WORK INSTRUCTION:
Transcribe all records exactly.

PROVIDED ENTRIES:
+===+

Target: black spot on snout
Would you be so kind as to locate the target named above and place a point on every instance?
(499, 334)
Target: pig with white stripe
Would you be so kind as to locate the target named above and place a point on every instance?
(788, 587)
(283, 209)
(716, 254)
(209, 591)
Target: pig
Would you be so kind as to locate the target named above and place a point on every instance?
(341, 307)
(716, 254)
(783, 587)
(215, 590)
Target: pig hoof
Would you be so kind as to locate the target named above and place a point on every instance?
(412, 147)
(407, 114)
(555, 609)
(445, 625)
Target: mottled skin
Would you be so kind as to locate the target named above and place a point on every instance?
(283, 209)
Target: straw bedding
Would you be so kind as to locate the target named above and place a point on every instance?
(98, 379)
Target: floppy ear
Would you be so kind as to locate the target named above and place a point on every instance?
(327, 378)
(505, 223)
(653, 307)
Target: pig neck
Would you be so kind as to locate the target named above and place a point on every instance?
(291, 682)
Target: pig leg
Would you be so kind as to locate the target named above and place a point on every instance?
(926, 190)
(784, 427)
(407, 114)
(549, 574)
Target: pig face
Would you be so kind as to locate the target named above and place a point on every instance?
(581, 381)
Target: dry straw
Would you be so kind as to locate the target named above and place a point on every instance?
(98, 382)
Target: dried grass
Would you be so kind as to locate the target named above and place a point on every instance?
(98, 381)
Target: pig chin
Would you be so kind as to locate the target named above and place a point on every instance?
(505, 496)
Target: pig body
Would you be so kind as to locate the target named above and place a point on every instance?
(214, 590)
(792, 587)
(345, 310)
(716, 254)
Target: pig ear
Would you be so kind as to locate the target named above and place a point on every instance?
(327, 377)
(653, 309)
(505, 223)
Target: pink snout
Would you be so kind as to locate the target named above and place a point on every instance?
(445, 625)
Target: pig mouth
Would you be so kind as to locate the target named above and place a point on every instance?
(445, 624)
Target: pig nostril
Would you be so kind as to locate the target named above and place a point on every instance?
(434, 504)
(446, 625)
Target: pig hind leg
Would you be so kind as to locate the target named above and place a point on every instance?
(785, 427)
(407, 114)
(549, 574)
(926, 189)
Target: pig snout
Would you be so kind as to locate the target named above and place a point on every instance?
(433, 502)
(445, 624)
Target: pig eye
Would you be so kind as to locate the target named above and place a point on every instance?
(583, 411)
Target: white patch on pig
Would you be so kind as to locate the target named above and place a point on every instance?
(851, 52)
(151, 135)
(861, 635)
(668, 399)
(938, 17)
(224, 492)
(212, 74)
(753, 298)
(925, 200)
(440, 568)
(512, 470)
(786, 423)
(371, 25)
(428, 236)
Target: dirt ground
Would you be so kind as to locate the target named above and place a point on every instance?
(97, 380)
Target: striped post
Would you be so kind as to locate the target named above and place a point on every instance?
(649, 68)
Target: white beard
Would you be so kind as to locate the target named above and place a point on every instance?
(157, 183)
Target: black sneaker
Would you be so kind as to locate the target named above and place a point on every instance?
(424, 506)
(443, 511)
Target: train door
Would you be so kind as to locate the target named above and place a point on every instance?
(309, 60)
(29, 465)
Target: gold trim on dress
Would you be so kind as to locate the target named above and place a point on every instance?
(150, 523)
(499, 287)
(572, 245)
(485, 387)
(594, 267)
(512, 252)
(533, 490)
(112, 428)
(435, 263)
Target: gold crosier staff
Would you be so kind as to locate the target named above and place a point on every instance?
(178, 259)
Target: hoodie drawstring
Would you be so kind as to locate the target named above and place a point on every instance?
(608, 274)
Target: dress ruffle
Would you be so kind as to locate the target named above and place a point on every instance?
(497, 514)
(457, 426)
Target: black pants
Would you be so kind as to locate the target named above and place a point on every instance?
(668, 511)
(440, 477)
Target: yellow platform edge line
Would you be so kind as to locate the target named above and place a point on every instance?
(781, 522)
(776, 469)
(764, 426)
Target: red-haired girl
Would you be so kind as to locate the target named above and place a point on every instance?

+===+

TASK RESPONSE:
Target: black spot on snout
Would you be so kind as to locate the target named above and place a point on every instance?
(499, 334)
Target: pig with white stripe
Would you be so kind as to locate the target named above and place a point on every instance?
(788, 587)
(283, 209)
(716, 254)
(209, 591)
Target: pig
Would you be so kind as to locate the target named above and place a point on every instance?
(341, 307)
(716, 254)
(783, 587)
(215, 590)
Target: pig hoof
Would you be so kind as to locate the target named above and place a point on every instance?
(412, 147)
(407, 114)
(555, 609)
(445, 625)
Target: mottled skin
Would you be so kind as to locate the target named above and place a point on every instance?
(283, 209)
Target: straw bedding
Would you be so kind as to locate the target named above and place a point on every instance?
(98, 379)
Target: floppy ear
Would you be so kind as to locate the target named above and place a point on every instance?
(327, 378)
(505, 223)
(653, 307)
Target: pig neck
Would you be so kind as to locate the target named above and place a point on every instance?
(291, 682)
Target: pig leg
Would you be so kind as to locate the target named above and place a point on every instance?
(926, 190)
(784, 427)
(407, 114)
(549, 574)
Target: pig face
Would you be so kind as to locate the target named above and place a point on every instance?
(581, 381)
Target: dry straw
Would you be so kind as to locate the target named above and place a point on every instance?
(98, 382)
Target: dried grass
Would you be so kind as to locate the target named above and place a point on every instance?
(98, 381)
Target: pig chin
Would you be so kind as to locate the target named above and place a point on every instance?
(505, 496)
Target: pig body
Would you be so kind as to locate the target named above and place a point on every instance?
(214, 590)
(792, 587)
(345, 310)
(716, 254)
Target: pig ear
Would you be so kind as to locate the target named above and place a point on every instance?
(327, 377)
(653, 309)
(505, 223)
Target: pink snout
Would you be so kind as to locate the target named above and place a point on every instance?
(445, 625)
Target: pig mouth
Would you be so kind as to locate the target named above and place a point on every instance?
(445, 624)
Target: pig nostril
Would you be so kind as to locate the target named above and place a point on every instance?
(434, 504)
(446, 625)
Target: pig hind leg
Would you be so kind as to locate the target named above and place a point on every instance?
(785, 427)
(407, 114)
(549, 574)
(926, 189)
Target: pig snout
Would you be so kind as to locate the target named above and place a point on every instance?
(433, 502)
(445, 624)
Target: pig eye
Would you be so kind as to locate the target named above and place a point on every instance?
(583, 411)
Target: white patch on pig
Would you be so kind as to locate the target named above and place a point on every instance?
(851, 52)
(151, 135)
(861, 635)
(668, 399)
(938, 17)
(224, 492)
(212, 74)
(753, 298)
(925, 200)
(440, 568)
(512, 470)
(786, 423)
(371, 25)
(428, 236)
Target: dirt ground
Would you be so kind as to locate the target named above and place a point on every instance?
(97, 380)
Target: striped post
Would you be so kind as to locate the target named above and place a point on every instance?
(649, 68)
Target: white beard
Would you be so kind as to locate the target named above and place a point on every instance?
(157, 183)
Target: black sneaker
Would you be so kind as to locate the target named above and place a point on every instance?
(424, 506)
(443, 511)
Target: train door
Would you be so kind as to locate the target named above and place a point on every instance?
(309, 60)
(29, 465)
Target: gold trim on dress
Would you be so kind as to locate the target named above and place a point on every instance?
(150, 523)
(499, 287)
(572, 245)
(485, 387)
(594, 267)
(512, 252)
(533, 490)
(112, 428)
(435, 263)
Target: gold crosier staff
Would you be so kind as to locate the target named above and place a point on every instance?
(178, 259)
Target: hoodie drawstring
Would you be so kind as to locate the target named above and place a point on every instance?
(608, 274)
Target: dress ruffle
Would you be so kind as to locate the target named above and place a point on every instance?
(497, 514)
(457, 426)
Target: black pants
Would you be so kind as to locate the target named above and place a point on every instance?
(668, 511)
(440, 477)
Target: yellow platform edge line
Would you be so kind as to locate the target named above and place a point on every instance?
(781, 522)
(776, 469)
(764, 426)
Target: red-haired girl
Would you be so kind as to locate the target named above and place a point on every instance?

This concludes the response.